Point localization data
#####
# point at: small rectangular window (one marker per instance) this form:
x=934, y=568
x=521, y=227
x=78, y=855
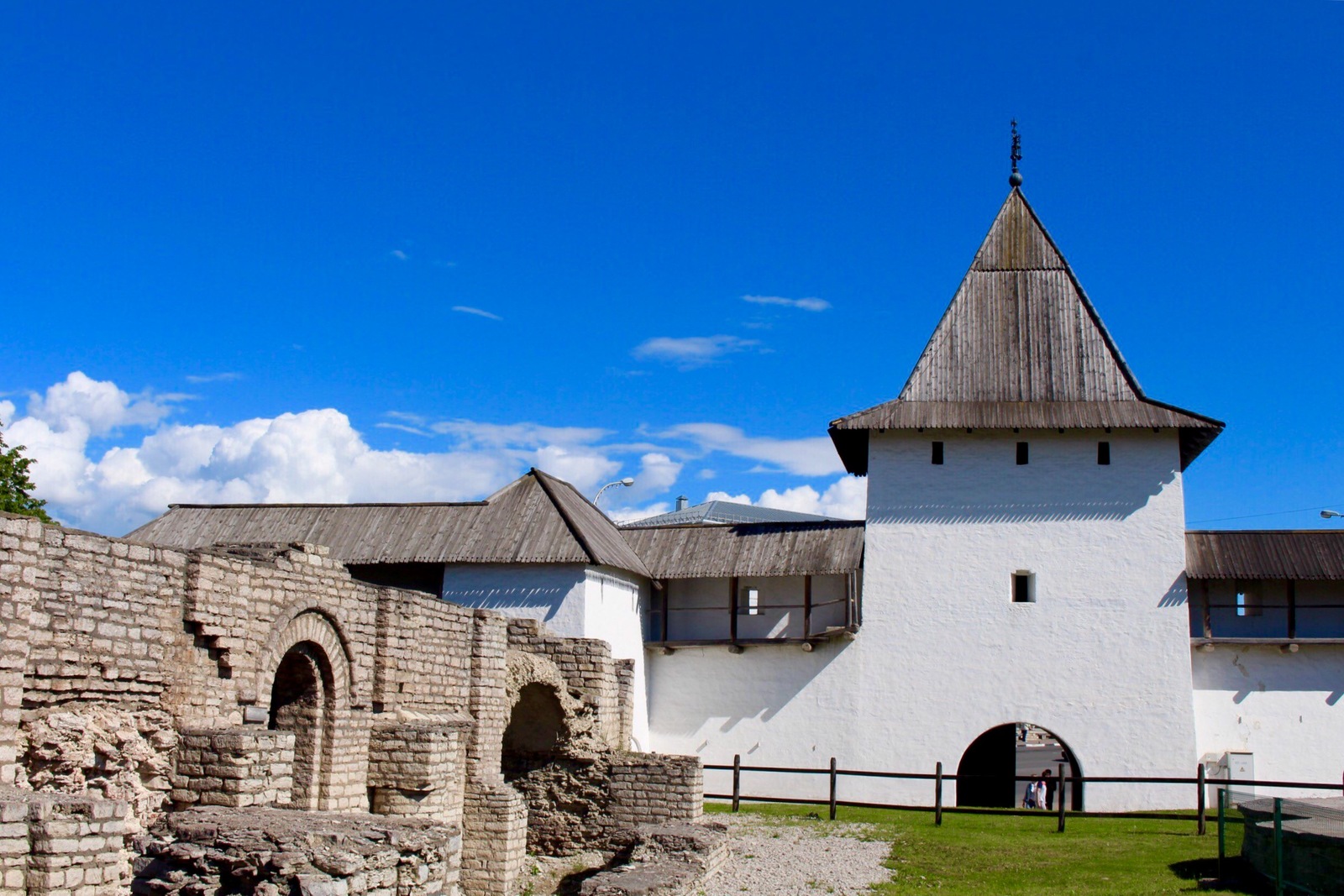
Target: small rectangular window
x=752, y=606
x=1247, y=602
#####
TASK DIRECTIONS: At the line containing "x=521, y=227", begin reproducing the entries word for word, and continue through their last line. Leave out the pictures.

EXERCISE SOLUTION:
x=521, y=227
x=78, y=855
Target: small rectangular window
x=752, y=606
x=1247, y=602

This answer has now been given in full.